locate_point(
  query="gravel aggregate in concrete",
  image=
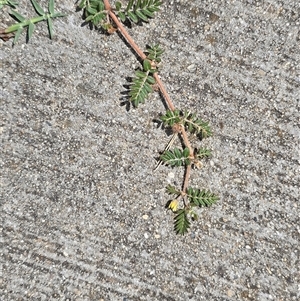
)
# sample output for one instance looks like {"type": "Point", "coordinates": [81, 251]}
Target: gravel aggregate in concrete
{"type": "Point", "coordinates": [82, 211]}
---*---
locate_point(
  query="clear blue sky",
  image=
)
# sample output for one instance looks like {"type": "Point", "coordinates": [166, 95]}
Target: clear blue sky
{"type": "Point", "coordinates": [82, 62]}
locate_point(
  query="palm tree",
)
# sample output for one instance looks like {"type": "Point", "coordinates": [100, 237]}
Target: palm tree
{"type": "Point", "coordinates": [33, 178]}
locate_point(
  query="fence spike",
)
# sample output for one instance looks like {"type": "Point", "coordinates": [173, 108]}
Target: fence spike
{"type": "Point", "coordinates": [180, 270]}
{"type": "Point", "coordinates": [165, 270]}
---*---
_INSTRUCTIONS FOR THE TASK_
How many lines of the records contain the string "query", with case counting? Give only the number.

_TASK RESULT_
4